> GOALS
A: In the thread about the race at Medora Avenue Raceway, rewrite the paragraph that begins "I will be having a race Friday May 18" as a short bulleted list that keeps its main facts.
B: According to the thread about the race at Medora Avenue Raceway, which birthday will the host be celebrating at the Friday race?
C: Decide whether each statement agrees with the thread about the race at Medora Avenue Raceway. Answer yes or no, and quote the words from the thread that decide it.
(i) There is no charge for the Friday race.
(ii) Test and tune time is available from 7 to 10 in the morning.
(iii) Only tjet classes will be raced.

> DOCUMENT
*****

# Race at Medora Avenue Raceway in Portage In.



## brownie374 (Nov 21, 2007)

*Race at Medora Avenue Raceway in Portage In. On May 18 th*

I will be having a race Friday May 18.Doors open at 7pm till ?We will race the usual tjet and afx classes.Also that week my wife is out of town so if anybody needs some test and tune time on my track just LMK ahead of time and you can come by from 7-10 in the evening,this will be the last warm up before the Benifit race.There will be no charge for Fridays race but you guys have to let me win 1 race because it will be my 51st birthday.


----------



## Steelix_70 (Feb 19, 2012)

Woot Hoo a brithday party and racing, on a Friday night I'm in. Can we get some testing done that night too?


----------



## brownie374 (Nov 21, 2007)

*****

> DATA LISTING

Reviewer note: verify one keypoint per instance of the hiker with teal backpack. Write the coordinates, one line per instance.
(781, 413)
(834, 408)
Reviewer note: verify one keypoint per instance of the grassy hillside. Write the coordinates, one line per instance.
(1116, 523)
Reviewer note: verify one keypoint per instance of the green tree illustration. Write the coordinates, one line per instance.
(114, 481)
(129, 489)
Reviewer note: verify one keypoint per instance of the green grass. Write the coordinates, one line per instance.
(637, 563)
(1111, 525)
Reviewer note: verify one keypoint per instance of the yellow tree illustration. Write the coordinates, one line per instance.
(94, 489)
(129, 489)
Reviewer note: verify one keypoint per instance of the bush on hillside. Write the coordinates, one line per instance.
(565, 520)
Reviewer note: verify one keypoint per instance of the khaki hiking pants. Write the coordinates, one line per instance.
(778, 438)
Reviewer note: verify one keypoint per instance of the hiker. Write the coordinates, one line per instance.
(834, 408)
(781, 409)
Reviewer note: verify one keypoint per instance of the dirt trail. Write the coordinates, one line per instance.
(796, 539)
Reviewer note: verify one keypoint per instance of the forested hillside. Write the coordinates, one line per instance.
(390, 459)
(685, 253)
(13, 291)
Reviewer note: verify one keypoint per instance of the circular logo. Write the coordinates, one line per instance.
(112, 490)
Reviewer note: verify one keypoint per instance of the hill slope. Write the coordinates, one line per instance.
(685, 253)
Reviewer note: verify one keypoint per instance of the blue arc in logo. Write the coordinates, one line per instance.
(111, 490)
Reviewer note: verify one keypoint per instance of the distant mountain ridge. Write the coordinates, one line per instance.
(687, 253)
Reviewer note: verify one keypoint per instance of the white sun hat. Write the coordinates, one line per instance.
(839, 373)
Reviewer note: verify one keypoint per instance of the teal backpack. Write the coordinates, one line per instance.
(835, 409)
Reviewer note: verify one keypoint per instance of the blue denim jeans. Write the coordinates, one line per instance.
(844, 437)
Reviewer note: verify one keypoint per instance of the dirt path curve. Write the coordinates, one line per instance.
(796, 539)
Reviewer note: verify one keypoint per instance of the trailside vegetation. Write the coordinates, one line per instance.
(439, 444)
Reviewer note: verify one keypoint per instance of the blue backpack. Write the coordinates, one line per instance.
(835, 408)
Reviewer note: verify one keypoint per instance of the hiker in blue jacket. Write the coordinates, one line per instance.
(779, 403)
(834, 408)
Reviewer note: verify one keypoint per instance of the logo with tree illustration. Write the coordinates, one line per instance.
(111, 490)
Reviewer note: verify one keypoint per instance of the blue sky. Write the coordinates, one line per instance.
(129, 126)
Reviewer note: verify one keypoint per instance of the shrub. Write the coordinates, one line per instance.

*****

> FULL SOLUTIONS
A:
- A race will be held on Friday, May 18, with doors opening at 7 p.m.
- The usual tjet and afx classes will be raced.
- The host's wife is out of town that week, so anyone can arrange test and tune time on the track from 7 to 10 in the evening by letting the host know ahead of time.
- This will be the last warm-up before the Benifit race.
- There is no charge for the Friday race, but the others must let the host win one race because it will be the host's 51st birthday.

B: The host's 51st birthday.

C:
(i) Yes: "There will be no charge for Fridays race"
(ii) No: "you can come by from 7-10 in the evening"
(iii) No: "We will race the usual tjet and afx classes"